▶ _Objectives_
(A) Translate this sentence from the article on the PPESA privatization tender into Spanish: "The tender was announced on May 14, 2014, and remained open until 15 minutes before a financial opening was held on Tuesday, July 22, 2014."
(B) Retype the passage of the article on the PPESA privatization tender from "By Fasika Tadesse" to "July 22, 2014.".
(C) Carry the article on the PPESA privatization tender forward from its final sentence.

▶ _Document section_
Begin
By Fasika Tadesse
Bidders swarm warehouse offer with highest bidden providing 10.1m Br
Only a warehouse, which was under a court injunction order, attracts
bidders out of the six public enterprises offered for sale by the
Privatisation & Public Enterprises Supervising Agency (PPESA), in
its latest round tender.
The tender was announced on May 14, 2014, and remained open until 15
minutes before a financial opening was held on Tuesday, July 22, 2014.
The tender involved seven companies, five of which have previously
failed to attract any buyers. Bilito Siraro Farm and the warehouse of
the Ethiopia Fibre Products Enterprise are up for sale for the first
time.
During the financial opening, five bidders provide offers only for
the warehouse of the Ethiopia Fibre Products Enterprise. No one made
offers for Bahir Dar Textile S.C., Kombolcha Textile S.C., Agricultural
Mechanisation Service Enterprise, Transport Construction Design S.C. and
Bilito Siraro Farm.
The financial opening for the Ethiopian Mineral Development S.C is
extended till July 6, 2014, following the request from the bidders,
stating they could not finalise the preparation of the proposal,
according to Berhane Gebremedihen, chairperson of the Evaluation
Committee at PPESA.
The highest bid for the warehouse came from G Seven Trading &
Industry Plc, who acquired the Ethiopia Fibre Products Enterprise in
2008 from the Agency. G Seven was established in May 2005 with an
initial registered capital of 7.2 million Br. It has bought Meher Fibre
Products Factory in July 2006 from PPESA. It produces jute sacks, twine
and ropes from natural fibre.
G Seven come up with 10.1 million Br offer, followed by Ture Plc, who
came up with 8.8 million Br. The third offer was 7.158 million Br from
Ambalay Raiey Trading Plc. Dukem Textile Factory extended a very closer
amount with Ambaly, by proposing 7.155 million Br. The least offer of
5.5 million Br came from Adabo Midroc Trading Plc.
End
(Point annotation dataset records)
Begin
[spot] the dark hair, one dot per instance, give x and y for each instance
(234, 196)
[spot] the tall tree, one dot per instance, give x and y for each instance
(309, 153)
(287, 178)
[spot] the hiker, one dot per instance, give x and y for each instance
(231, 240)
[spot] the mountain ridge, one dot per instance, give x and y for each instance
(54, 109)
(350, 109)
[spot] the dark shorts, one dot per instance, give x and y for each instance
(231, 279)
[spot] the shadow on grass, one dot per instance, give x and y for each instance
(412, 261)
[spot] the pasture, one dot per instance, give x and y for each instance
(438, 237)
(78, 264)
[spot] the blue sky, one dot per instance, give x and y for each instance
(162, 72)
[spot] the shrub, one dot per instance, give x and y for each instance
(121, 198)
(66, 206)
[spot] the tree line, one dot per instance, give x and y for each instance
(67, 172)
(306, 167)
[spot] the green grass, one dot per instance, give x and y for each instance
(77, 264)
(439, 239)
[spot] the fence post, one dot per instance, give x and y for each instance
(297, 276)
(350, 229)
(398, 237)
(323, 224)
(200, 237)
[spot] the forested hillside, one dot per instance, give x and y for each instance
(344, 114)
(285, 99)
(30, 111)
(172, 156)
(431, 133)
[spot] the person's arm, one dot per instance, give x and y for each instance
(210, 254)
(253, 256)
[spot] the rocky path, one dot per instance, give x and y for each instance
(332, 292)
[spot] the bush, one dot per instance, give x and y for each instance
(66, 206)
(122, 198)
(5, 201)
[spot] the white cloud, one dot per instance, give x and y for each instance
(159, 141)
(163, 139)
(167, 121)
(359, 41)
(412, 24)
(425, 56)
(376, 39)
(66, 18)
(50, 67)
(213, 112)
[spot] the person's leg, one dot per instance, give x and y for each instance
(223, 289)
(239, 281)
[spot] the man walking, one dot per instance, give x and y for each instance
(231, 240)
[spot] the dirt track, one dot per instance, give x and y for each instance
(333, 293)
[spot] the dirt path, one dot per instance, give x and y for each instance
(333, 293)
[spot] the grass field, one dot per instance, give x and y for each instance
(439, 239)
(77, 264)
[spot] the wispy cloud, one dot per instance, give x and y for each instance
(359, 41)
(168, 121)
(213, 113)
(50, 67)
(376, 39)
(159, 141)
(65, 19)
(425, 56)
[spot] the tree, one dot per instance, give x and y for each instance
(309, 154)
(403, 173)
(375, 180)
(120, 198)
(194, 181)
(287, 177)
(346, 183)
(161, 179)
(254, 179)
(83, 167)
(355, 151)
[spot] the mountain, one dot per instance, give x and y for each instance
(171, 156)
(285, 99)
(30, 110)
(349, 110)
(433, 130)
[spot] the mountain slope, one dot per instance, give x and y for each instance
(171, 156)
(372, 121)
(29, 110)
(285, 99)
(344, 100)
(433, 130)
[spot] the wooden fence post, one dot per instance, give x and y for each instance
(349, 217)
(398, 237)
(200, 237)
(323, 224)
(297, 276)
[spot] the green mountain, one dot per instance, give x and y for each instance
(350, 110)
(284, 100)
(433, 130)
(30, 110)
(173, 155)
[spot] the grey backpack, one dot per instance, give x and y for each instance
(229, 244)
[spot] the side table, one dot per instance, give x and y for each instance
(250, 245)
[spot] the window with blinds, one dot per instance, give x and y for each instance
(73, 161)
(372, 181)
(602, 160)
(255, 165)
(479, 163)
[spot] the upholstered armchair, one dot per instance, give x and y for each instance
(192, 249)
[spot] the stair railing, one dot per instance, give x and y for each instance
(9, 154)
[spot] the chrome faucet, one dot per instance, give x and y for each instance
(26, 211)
End
▶ _Answers given_
(A) La licitación se anunció el 14 de mayo de 2014 y permaneció abierta hasta 15 minutos antes de que se celebrara la apertura financiera el martes 22 de julio de 2014.

(B)
By Fasika Tadesse
Bidders swarm warehouse offer with highest bidden providing 10.1m Br
Only a warehouse, which was under a court injunction order, attracts
bidders out of the six public enterprises offered for sale by the
Privatisation & Public Enterprises Supervising Agency (PPESA), in
its latest round tender.
The tender was announced on May 14, 2014, and remained open until 15
minutes before a financial opening was held on Tuesday, July 22, 2014.

(C)
The bidders, which are all local companies, came up with Certified
Payment Order (CPO) or Bid Bond of 96,569 Br, along with technical
proposals. Four of them proposed a payment of 30pc in advance and the
remaining 70pc five days before the handover, while Ture Plc offered to
pay 30pc in advance and 70pc in a year time.
The warehouse, located around Saris, occupies 650.3sqm. It lies on a
plot of 2,550sqm, which also has office buildings sitting on 266sqm. In
addition, it has two metal containers that cover 37sqm. The warehouse
was not part of the transfer when G Seven acquired Ethiopian Fibre
Products in 2008.
Hawassa Textiles was using the warehouse, when it was a public
enterprise, and still use the warehouse even after it was sold to Dukem
Textiles in 2011 for 37 million Br. Hawassa has utilised the warehouse
for a total of 20 years. Dukem went to court in mid-May 2012, when it
learned that the PPESA had floated a tender to sell the warehouse in
April 2012.
Following the tender, the financial opening was meant to be held on
May 21, 2012 and the warehouse got a single offer from the buyer of the
Enterprise, G Seven. But the bid was not opened because of a law suit
that Hawassa Textiles filed against the Agency.
"After the court reviewed the case, it ruled in the favour of the
Agency earlier this year, so we offered the warehouse for sale again
this year," said Wondafrashe Assefa, corporate communications head with
the Agency to Fortune.
Both G Seven and Dukem Textiles participated in this round to acquire the warehouse.
The evaluation committee intends to conduct a technical evaluation in
a few weeks time and the Agency's final decision on the warehouse will
be announced in a month's time after the Board of the Agency gives
approval, according to Wondafrash.
According to Wondafrash, the agency will float another tender for those enterprises that do not mange to attract any bidder.
Previously, the PPESA used to transfer enterprises through three
different approaches. One was through lease, where a private sector
company would have full use of the enterprise for a limited time by
paying rent. Bahir Dar Textile Factory, one of the enterprises slated to
be fully transferred to private investors this year, but with no bids,
was previously leased to a Chinese company. This type of transfer,
however, was abandoned two years ago, as the Agency deemed that private
companies were not taking proper care of enterprises that they leased.
The Agency has so far privatised 370 units and able to collect 14
billion Br from the privatised enterprises since its establishment back
in 1994. During the last fiscal year, the Agency has managed to
privatise only five enterprises out of the planned 20 enterprises.
The Agency attempted to discover, through a questionnaire, why so few
offers were being made, and the responses pointed towards the high
prices, a source in the Agency said. It did not respond to that concern,
however, claiming that it based its indicative prices on the market and
did not think they were too high.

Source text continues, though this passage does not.